* _Source document_:
____________________

• Somewhere down the line you are not getting the best. You are perpetuating the averageness.
• Everyone can play badly or make a mistake, but what do you do in a game after that? If you get the ball keep it, pass it to the same coloured shirt. Do you feel better? Yeah good. That’s how you build a game. Do the simple things. Go back to basics. Third game you are back on the blob. You never get dropped. It is not the manager who gives you confidence. It is you. I always ask my players, who picks the team? Ah you gaffer! No. you do. Players pick the teams.
• There’s a saying that talent needs models, not criticism.
• Steve also used to talk to me about the best having a poorly developed sense of fear. That’s the crux of it. Do we encourage fear, massage it? No we eradiate it while maintain the mentality that you want to be the best every single day. Very few have that trait.
• Why do the greatest players produce the greatest moments at the most pivotal times. Because they have seen it. Biomechanically they know they can achieve it. Their technique stays the same in the most fearful moments.

____________________

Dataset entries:

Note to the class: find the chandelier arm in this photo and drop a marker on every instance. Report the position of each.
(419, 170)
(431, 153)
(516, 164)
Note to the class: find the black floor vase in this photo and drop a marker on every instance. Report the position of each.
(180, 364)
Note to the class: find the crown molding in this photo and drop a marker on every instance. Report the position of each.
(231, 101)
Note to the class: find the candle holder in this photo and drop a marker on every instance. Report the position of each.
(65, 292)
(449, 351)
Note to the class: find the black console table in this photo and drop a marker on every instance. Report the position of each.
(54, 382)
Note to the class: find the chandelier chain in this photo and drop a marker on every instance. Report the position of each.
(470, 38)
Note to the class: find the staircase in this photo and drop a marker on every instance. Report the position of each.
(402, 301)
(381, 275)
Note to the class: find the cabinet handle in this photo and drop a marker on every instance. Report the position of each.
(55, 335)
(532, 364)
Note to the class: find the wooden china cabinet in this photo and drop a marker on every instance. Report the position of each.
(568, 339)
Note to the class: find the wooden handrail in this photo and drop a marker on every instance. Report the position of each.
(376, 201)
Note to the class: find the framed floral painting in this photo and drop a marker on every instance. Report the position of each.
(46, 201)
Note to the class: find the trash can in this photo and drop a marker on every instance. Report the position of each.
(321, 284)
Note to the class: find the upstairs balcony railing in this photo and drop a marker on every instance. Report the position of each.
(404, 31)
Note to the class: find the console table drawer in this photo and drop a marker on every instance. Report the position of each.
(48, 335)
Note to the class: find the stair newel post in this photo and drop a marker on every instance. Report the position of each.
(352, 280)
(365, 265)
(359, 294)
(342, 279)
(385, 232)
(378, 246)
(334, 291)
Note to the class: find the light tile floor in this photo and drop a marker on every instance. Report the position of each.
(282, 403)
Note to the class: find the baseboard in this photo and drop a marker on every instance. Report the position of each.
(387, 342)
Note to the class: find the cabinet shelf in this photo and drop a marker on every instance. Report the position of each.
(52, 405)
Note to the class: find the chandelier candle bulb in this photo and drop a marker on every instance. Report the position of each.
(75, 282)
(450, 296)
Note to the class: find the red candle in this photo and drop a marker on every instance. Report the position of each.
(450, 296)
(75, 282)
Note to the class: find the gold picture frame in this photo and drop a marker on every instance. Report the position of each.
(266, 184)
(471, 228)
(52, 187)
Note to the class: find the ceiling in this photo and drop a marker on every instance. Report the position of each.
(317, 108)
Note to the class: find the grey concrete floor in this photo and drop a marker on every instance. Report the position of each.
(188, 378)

____________________

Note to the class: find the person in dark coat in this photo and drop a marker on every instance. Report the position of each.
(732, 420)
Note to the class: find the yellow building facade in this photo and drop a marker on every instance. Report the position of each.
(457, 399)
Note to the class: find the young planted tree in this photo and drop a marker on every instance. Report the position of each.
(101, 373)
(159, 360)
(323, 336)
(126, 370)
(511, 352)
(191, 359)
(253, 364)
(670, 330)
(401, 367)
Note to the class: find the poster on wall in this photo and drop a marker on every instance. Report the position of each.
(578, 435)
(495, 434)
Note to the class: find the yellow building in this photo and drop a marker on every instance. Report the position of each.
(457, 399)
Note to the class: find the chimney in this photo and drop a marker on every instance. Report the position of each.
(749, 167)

____________________

* _Work to complete_:
1: In the football coaching text, who picks the team?
2: Please resume the football coaching text after its final sentence.
You can leave the records aside.

* _Numbered responses_:
1: The players pick the team.

2:
• Steve used to liken striking a ball to a boxer throwing a punch. It wasn’t thrown through his fist. It was thrown with his heart and his head which allowed the shoulder, the elbow, the extension of the wrist and forearm, and finally the fist to channel the power.
• When your face is not smiling your feet are not smiling.
• James joined the Southampton academy at 7 and maintained a call and response routine with his father well into adolescence. What are we here for? His father would ask him, in a ritual enacted whenever he dropped him off at training. Enjoyment was the obligatory reply.
• Hard work beats talent if talent doesn’t work hard.
• The defining factor in a successful pro is mentality. When a player comes into a club you’re assuming he is at a high level technically but there is something very important about the ability to learn, to keep wanting to learn and improve. It’s about dealing with the constant setbacks and constant need to adapt and adjust.
• You never stop learning. The fact is that if you think you’ve stopped leaning your career is over. Mental toughness to me is your ability to keep doing what you are supposed to be doing regardless of the situation. High level sport is uncomfortable. We try to teach payers to be comfortable at being uncomfortable.
• Data from military and sporting resources to support his theory that the quality of an athletes eye movement determines performance at the highest level. The brain operates by planning 2.5 seconds into the future. It is constantly assessing its environment in anticipation of what is about to happen.
• We operated on the slogan that if you wanted to be extreme you had to go extreme.
• But it is not enough to be positive. At some point you have to make a decision to stick to your character and become the person you want to be or just accept being like everyone else.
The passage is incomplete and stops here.